Supreme Court of Arizona

June 30, 1952

STEEL et ux.
v.
NATIONAL SURETY CORP. OF NEW YORK et al

Reversed with directions.

Udall & Udall, of Tucson, for appellants.

Krucker, Evans & Kemper, of Tucson, for appellee National Surety Corp. of New York.

Stanford, Justice. Phelps, De Concini, and La Prade, JJ., and Lorna E. Lockwood, Superior Court Judge, concurring. Note: Chief Justice LEVI S. UDALL, having disqualified himself, Superior Court Judge LORNA E. LOCKWOOD, of Maricopa County, was called to sit in his stead.

OPINION

Stanford, Justice.

[74 Ariz. 194] This is an appeal from an order dismissing appellants' complaint for failure to state a claim upon which relief can be granted. The facts of the case are essentially as follows:

On November 22, 1950, appellants, Frank W. Steel, Jr., and wife, recovered a money judgment in the Superior Court of Pima County against one Dudley A. Dobry, a real estate broker. The action arose out of fraudulent representations made by Dobry to appellants in April of 1948. This action was filed in March of 1951 against appellee, National Surety Corporation of New York, as surety on Dobry's real estate broker's bond. Appellee moved to dismiss the complaint for failure to state a claim on the theory that the action was barred by the one-year statute of limitations. The lower court granted the motion to dismiss and this appeal followed.

- - -

### Set exercise a:
For each statement, say whether it agrees with the court opinion above. Answer yes or no, and quote the words of the opinion that decide it. (i) The appellants won their money judgment against Dobry on November 22, 1950. (ii) The action against the surety was filed in April of 1948. (iii) Chief Justice Levi S. Udall took part in deciding the case.

- - -

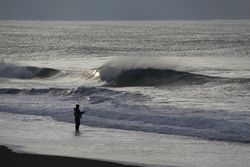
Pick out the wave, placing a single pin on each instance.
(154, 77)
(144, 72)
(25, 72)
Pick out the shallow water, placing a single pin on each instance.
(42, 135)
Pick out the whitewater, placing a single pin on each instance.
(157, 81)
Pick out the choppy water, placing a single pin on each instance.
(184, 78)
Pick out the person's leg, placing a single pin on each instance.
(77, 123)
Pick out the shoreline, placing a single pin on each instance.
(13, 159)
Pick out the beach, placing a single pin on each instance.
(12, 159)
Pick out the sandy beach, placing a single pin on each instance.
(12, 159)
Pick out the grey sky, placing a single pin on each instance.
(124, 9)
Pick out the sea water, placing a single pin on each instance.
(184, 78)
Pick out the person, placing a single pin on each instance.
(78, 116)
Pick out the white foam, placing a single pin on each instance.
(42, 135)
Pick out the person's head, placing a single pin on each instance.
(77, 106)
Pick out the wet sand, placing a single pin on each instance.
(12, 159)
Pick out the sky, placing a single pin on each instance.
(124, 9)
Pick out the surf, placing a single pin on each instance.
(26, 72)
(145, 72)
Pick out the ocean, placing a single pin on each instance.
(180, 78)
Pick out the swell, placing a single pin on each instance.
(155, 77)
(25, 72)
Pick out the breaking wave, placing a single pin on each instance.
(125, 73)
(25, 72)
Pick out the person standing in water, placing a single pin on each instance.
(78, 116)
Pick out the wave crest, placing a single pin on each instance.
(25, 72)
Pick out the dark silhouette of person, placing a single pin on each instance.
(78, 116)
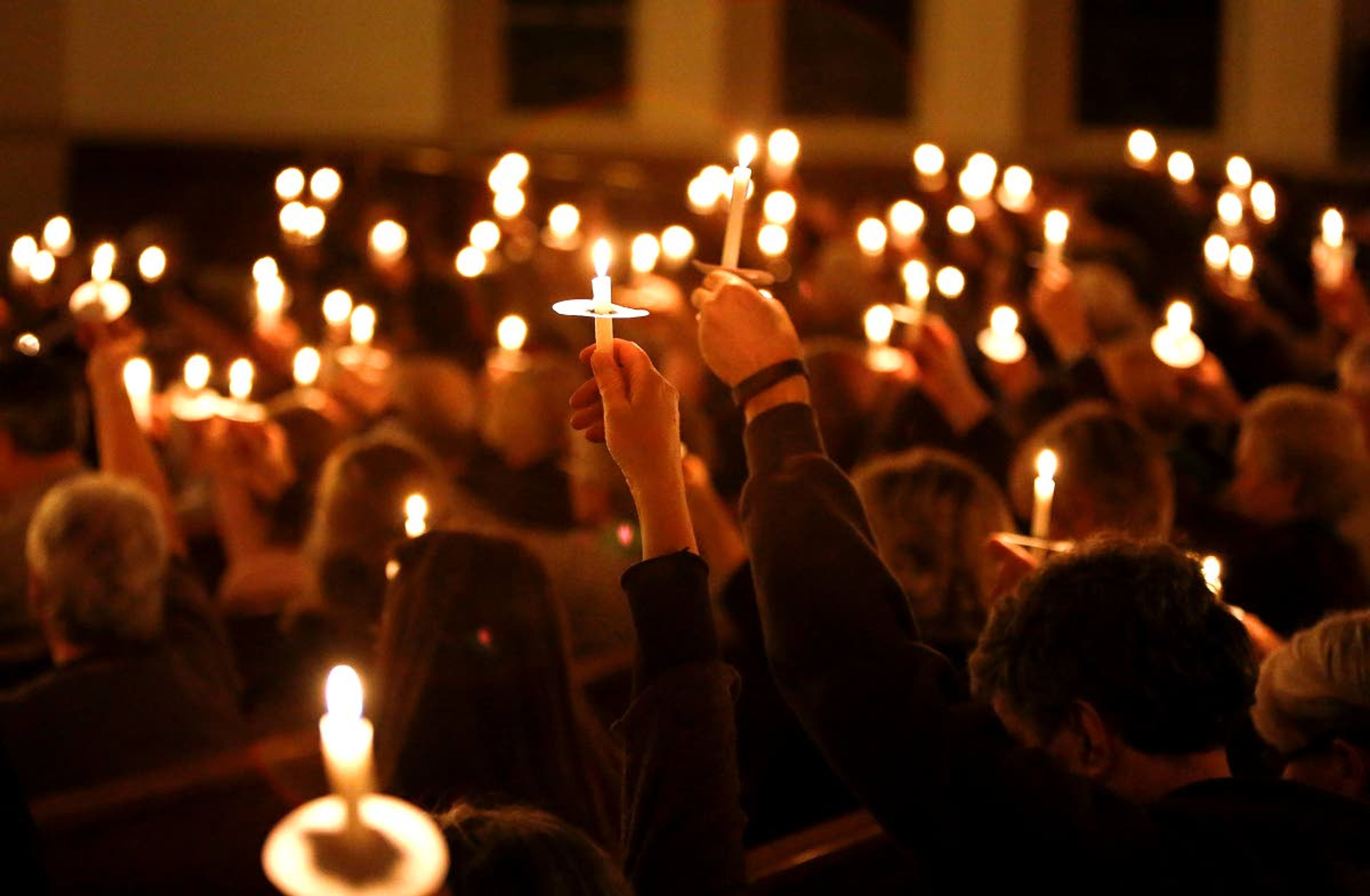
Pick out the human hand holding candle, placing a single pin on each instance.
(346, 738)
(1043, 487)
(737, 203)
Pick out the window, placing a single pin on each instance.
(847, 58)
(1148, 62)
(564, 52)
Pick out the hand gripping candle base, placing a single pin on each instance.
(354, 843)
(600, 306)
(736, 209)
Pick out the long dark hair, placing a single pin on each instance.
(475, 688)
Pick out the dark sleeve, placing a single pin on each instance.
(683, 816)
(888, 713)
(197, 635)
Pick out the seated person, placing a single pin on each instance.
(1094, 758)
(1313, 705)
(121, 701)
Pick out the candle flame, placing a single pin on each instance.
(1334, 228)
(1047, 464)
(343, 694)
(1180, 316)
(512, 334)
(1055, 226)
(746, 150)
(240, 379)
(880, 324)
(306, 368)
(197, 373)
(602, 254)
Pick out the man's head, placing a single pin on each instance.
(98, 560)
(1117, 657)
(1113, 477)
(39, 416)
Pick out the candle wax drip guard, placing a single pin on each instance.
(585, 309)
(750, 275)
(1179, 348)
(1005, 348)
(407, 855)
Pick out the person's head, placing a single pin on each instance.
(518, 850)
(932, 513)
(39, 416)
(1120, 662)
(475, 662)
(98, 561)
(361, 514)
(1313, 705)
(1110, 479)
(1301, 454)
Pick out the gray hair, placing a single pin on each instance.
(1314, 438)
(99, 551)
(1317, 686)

- - -

### Set exercise b:
Repeat word for word everything in the records from the line containing "Pick out the candle flame, placing" down to the last line of the records, with both ends included.

### Task output a:
(i) Yes: "On November 22, 1950, appellants, Frank W. Steel, Jr., and wife, recovered a money judgment in the Superior Court of Pima County against one Dudley A. Dobry"
(ii) No: "This action was filed in March of 1951 against appellee, National Surety Corporation of New York"
(iii) No: "Chief Justice LEVI S. UDALL, having disqualified himself, Superior Court Judge LORNA E. LOCKWOOD, of Maricopa County, was called to sit in his stead."

### Task output b:
Pick out the candle flame, placing a single pin on each instance.
(1334, 228)
(1047, 464)
(343, 694)
(1180, 316)
(512, 334)
(1055, 226)
(746, 150)
(240, 379)
(880, 324)
(306, 368)
(197, 373)
(602, 254)
Pick out the man's head, placing a single pin on each instance.
(98, 560)
(1117, 657)
(1113, 477)
(39, 416)
Pick out the candle wax drip guard, placing a single pin on each instance.
(585, 309)
(750, 275)
(1179, 348)
(1005, 348)
(407, 855)
Pick out the person's head, placing a single pin on each instance.
(518, 850)
(932, 513)
(39, 416)
(1120, 662)
(475, 662)
(98, 561)
(361, 514)
(1313, 705)
(1110, 479)
(1301, 454)
Pick out the gray hair, placing a single pin on each instance.
(1314, 438)
(99, 551)
(1317, 686)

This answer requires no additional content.